Work to complete -
Copy every line of the data exactly, leaving nothing out.

(Referring expression pointing data)
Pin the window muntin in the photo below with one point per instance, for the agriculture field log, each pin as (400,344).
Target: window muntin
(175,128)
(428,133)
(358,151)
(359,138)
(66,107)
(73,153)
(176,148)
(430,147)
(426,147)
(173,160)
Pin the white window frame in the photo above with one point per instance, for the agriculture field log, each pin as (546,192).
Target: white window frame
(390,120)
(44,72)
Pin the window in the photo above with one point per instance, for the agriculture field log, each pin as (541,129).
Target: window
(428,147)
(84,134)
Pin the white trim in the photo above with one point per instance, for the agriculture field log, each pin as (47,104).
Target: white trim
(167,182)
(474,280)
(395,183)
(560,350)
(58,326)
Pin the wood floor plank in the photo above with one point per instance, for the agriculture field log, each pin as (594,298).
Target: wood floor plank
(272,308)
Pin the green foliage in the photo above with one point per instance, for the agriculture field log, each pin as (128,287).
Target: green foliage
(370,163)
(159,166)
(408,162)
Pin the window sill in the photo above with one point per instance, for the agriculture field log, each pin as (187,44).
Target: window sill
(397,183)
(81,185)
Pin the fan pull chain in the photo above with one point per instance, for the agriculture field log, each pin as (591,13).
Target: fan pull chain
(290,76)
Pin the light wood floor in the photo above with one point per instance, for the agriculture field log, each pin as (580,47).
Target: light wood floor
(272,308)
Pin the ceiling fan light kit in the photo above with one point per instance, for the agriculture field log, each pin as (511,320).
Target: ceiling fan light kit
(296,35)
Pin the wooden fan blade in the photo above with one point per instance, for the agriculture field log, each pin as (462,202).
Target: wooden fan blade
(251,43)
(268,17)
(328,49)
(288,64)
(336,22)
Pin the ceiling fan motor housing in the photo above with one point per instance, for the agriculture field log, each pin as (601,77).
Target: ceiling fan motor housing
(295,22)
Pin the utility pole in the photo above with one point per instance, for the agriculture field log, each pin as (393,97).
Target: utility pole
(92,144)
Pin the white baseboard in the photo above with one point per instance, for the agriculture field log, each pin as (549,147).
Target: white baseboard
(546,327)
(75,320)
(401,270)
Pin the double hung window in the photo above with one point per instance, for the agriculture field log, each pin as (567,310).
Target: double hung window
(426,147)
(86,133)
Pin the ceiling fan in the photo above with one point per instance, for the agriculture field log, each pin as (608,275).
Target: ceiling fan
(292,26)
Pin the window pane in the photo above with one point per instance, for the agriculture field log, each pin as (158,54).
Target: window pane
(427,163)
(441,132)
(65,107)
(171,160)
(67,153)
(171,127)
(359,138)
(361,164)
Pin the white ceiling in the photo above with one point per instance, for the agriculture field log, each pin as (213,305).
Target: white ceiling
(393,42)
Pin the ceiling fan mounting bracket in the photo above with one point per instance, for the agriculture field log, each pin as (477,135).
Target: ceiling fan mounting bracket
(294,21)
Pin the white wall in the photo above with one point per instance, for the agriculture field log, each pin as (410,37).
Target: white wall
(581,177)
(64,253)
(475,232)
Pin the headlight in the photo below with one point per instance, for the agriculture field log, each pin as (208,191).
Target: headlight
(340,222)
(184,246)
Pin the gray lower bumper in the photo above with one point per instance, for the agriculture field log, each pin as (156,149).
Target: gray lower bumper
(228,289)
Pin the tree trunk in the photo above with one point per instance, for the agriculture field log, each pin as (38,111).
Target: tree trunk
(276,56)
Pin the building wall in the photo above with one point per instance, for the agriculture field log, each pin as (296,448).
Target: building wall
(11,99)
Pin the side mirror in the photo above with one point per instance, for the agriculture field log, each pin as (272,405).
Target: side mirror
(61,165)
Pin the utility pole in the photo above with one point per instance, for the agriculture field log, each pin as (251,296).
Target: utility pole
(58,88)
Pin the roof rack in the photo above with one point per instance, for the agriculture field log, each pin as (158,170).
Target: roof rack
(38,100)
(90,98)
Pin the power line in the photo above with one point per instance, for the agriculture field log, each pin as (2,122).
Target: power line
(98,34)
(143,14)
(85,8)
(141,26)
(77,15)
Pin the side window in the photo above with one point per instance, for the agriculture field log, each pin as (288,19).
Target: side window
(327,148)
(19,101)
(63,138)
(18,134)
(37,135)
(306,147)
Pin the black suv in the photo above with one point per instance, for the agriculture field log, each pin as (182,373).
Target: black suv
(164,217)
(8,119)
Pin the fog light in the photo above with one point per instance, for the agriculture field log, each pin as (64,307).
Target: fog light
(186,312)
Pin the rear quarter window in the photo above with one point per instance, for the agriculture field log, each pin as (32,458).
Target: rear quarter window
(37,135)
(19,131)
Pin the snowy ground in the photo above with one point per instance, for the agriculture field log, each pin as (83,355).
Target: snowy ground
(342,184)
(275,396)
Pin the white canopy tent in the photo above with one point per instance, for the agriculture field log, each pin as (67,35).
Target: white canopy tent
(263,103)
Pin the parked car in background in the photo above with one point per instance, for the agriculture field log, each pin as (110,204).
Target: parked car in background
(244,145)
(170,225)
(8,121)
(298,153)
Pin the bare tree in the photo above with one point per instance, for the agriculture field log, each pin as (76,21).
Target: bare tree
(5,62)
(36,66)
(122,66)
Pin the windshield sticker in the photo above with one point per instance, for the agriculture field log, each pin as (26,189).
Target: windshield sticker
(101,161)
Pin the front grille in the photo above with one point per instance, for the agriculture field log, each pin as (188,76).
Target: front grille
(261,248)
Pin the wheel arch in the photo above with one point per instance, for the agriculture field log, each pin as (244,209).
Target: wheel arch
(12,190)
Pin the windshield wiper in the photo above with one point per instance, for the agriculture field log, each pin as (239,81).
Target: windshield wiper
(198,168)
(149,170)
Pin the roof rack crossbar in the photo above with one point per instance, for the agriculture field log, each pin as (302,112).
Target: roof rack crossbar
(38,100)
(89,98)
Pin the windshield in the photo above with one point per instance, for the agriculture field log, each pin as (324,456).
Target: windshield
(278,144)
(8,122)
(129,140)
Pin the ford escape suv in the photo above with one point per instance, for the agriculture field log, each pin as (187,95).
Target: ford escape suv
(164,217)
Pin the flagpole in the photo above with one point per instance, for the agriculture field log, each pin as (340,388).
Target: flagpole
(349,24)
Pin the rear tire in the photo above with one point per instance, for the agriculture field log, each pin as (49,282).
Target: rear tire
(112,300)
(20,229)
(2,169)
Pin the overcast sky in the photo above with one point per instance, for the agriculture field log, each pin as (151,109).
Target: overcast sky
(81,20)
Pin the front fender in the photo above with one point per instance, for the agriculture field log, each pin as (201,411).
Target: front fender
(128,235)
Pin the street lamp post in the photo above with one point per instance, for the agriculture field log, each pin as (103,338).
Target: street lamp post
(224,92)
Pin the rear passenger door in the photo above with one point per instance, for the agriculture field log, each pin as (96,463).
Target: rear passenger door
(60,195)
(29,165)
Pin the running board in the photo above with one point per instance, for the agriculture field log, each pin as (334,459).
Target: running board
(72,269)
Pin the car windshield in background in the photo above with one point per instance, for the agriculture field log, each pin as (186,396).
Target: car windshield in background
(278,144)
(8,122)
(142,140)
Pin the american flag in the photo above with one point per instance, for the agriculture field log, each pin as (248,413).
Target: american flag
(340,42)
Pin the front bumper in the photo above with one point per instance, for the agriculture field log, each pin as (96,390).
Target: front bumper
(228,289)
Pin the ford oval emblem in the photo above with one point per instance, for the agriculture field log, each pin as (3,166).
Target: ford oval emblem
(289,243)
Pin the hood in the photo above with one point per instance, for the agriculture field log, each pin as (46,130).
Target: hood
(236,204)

Finished exercise -
Pin the window muntin in the photo below with one point per instance, for the agriculture field log, each pin as (400,344).
Target: window muntin
(175,128)
(428,133)
(358,151)
(359,138)
(66,107)
(73,153)
(176,148)
(430,147)
(426,147)
(173,160)
Pin the white window frame in the photo above with one point per instance, for the agriculture field log, each pin as (546,192).
Target: white window frame
(390,120)
(44,72)
Pin the window in the photo above with one point per instance, for the agriculture field log, each pin as (541,129).
Target: window
(428,147)
(84,134)
Pin the white trim in the photo above with one point per instance, for the agriculture field log, each pin as (47,104).
Target: white trim
(167,182)
(474,280)
(395,183)
(560,350)
(58,326)
Pin the wood floor plank in the photo above with one point per instance, for the agriculture field log, each pin as (594,298).
Target: wood floor plank
(272,308)
Pin the green foliage in the photo above with one point per instance, for the agriculture field log, each pin as (128,287).
Target: green foliage
(370,163)
(159,166)
(408,162)
Pin the window sill in the photo above with one point per instance, for the agriculture field log, each pin as (187,44).
Target: window sill
(397,183)
(81,185)
Pin the fan pull chain in the photo above with one point per instance, for the agriculture field log, each pin as (591,13).
Target: fan pull chain
(290,76)
Pin the light wood floor in the photo above with one point per instance, for the agriculture field log, each pin as (580,47).
Target: light wood floor
(272,308)
Pin the ceiling fan light kit in the photo above with one point per instance, for the agriculture field log, each pin as (511,320).
Target: ceiling fan light kit
(296,35)
Pin the wooden fan blade in the photo above with one point per instance, for the agriculture field log, each pin as (462,202).
Target: wooden fan blade
(251,43)
(268,17)
(328,49)
(288,64)
(336,22)
Pin the ceiling fan motor housing in the photo above with one point per instance, for the agriculture field log, each pin as (601,77).
Target: ceiling fan motor housing
(295,22)
Pin the utility pole in the photo above with one point per instance, for the agriculture field log, each pin as (393,97).
Target: utility pole
(92,144)
Pin the white baseboard in the photo above with one point per instance, for the agriculture field log, each pin as (549,147).
Target: white baseboard
(546,327)
(75,320)
(401,270)
Pin the double hung window in the photo above with one point per instance, for the agriculture field log, each pin as (567,310).
Target: double hung window
(426,147)
(86,133)
Pin the ceiling fan in the photo above with one point per instance, for the agriculture field log, each pin as (608,275).
Target: ceiling fan
(292,26)
Pin the window pane in the photo above with one point per instance, for the agriculture field log, each pin as (158,54).
Target: window pane
(427,163)
(441,132)
(65,107)
(171,160)
(67,153)
(171,127)
(359,138)
(361,164)
Pin the white ceiling in the photo above with one point per instance, for the agriculture field log, each pin as (213,305).
Target: white ceiling
(393,42)
Pin the ceiling fan mounting bracket in the photo above with one point per instance, for the agriculture field log, each pin as (477,135).
Target: ceiling fan mounting bracket
(294,21)
Pin the white wall in the photo above with one point per instance, for the agriculture field log, each pin as (410,37).
Target: white wall
(581,177)
(64,253)
(475,232)
Pin the headlight in the photo below with one point per instance, for the agriculture field log, each pin as (208,191).
Target: headlight
(340,222)
(184,246)
Pin the gray lower bumper in the photo above with one point per instance, for the agriculture field log, each pin as (156,149).
Target: gray lower bumper
(228,289)
Pin the tree trunk in the photo above with one point per instance, for the agriculture field log, each pin as (38,111).
Target: tree trunk
(276,56)
Pin the building wall in the photo above with one point per instance, for the agriculture field log, each pin as (296,448).
Target: building wall
(11,99)
Pin the side mirror in the photo above with one point per instance, for the agriculture field log, each pin as (272,405).
Target: side mirror
(61,165)
Pin the utility pole in the photo above with one point per instance, for the agriculture field log, each pin as (251,296).
Target: utility pole
(58,88)
Pin the roof rack in the photo above with one point per instance, for the agriculture field log, each pin as (158,170).
Target: roof rack
(38,100)
(90,98)
Pin the power line in the photo above with one point per instance, for the agriculture field log, each pin as (2,122).
Target: power line
(98,34)
(143,14)
(85,8)
(141,26)
(77,15)
Pin the side window in the photo above with one point per instance, for the agriculture field log, each pin as (288,19).
Target: side window
(327,148)
(19,101)
(63,138)
(18,134)
(37,135)
(306,147)
Pin the black suv in the photo above with one point per instance, for the agriculture field log, each pin as (182,373).
Target: black suv
(164,217)
(8,119)
Pin the fog light in the photo above with one point per instance, for the agriculture field log, each pin as (64,307).
Target: fog light
(186,312)
Pin the rear quarter window in the photo above with one point per instance, for the agriculture field log, each pin as (32,458).
Target: rear quarter window
(37,135)
(19,131)
Pin the snowy ground in the photo above with one point per instance, for the agriculture field log, each pin as (83,355).
Target: snowy ground
(342,184)
(275,396)
Pin the white canopy tent in the photo above with one point per instance, for the agriculture field log, each pin as (67,35).
Target: white canopy tent
(263,103)
Pin the parked car in background in the photo above with one point per instance, for the agriculture field log, each pin as (110,204).
Target: parked car in background
(244,145)
(170,225)
(8,121)
(298,153)
Pin the bare tree in the photo above with one point per instance, for the agriculture field log, each pin as (76,21).
Target: bare tree
(5,62)
(36,66)
(122,66)
Pin the windshield sticker in the photo above with one point per instance, for the agriculture field log, each pin as (26,189).
Target: windshield sticker
(101,161)
Pin the front grille in the photo above with one point per instance, for the agriculture field log, each pin as (188,76).
Target: front grille
(261,248)
Pin the wheel arch in the photo above with one point per instance, for the agriculture field log, each pin as (244,209).
Target: wheel arch
(12,190)
Pin the windshield wiper in the photo above with one point per instance, for the agriculture field log, each pin as (239,81).
Target: windshield wiper
(198,168)
(149,170)
Pin the roof rack crossbar in the photo above with one point per instance, for the agriculture field log, each pin as (302,112).
Target: roof rack crossbar
(38,100)
(89,98)
Pin the windshield in the photo above with one point per instance, for the agriculture field log, each pin as (324,456).
Target: windshield
(278,144)
(8,122)
(129,140)
Pin the ford escape suv in the photo above with one point per instance, for the agriculture field log, each pin as (187,95).
Target: ford escape suv
(164,217)
Pin the flagpole in the photo above with one point per instance, for the agriculture field log, each pin as (340,388).
Target: flagpole
(349,24)
Pin the rear tire in the photo above with one point per instance, for the agriculture field log, each pin as (49,282).
Target: rear tire
(112,300)
(20,229)
(2,169)
Pin the overcast sky in the photo above with one point per instance, for the agriculture field log, each pin as (151,109).
Target: overcast sky
(81,20)
Pin the front fender in the photo above with one point per instance, for the agriculture field log, each pin as (201,411).
Target: front fender
(128,235)
Pin the street lamp post in the photo above with one point per instance, for the agriculture field log, each pin as (103,338).
Target: street lamp post
(224,92)
Pin the rear passenger door in the photo above with one point per instance, for the agriculture field log, each pin as (96,463).
Target: rear passenger door
(60,195)
(29,165)
Pin the running board in the photo above with one point per instance, for the agriculture field log, each pin as (334,459).
Target: running board
(72,269)
Pin the car windshield in background in the photo above with one point per instance, for the agriculture field log, each pin as (186,396).
Target: car windshield in background
(278,144)
(8,122)
(142,140)
Pin the american flag in the photo above with one point per instance, for the agriculture field log, each pin as (248,413).
Target: american flag
(340,42)
Pin the front bumper in the photo above with one point per instance, for the agriculture field log, each pin as (96,390).
Target: front bumper
(228,289)
Pin the ford oval emblem in the photo above with one point per instance, for the agriculture field log, each pin as (3,166).
Target: ford oval emblem
(289,243)
Pin the hood in the photo above with one point per instance, for the agriculture field log, each pin as (46,130).
Target: hood
(236,204)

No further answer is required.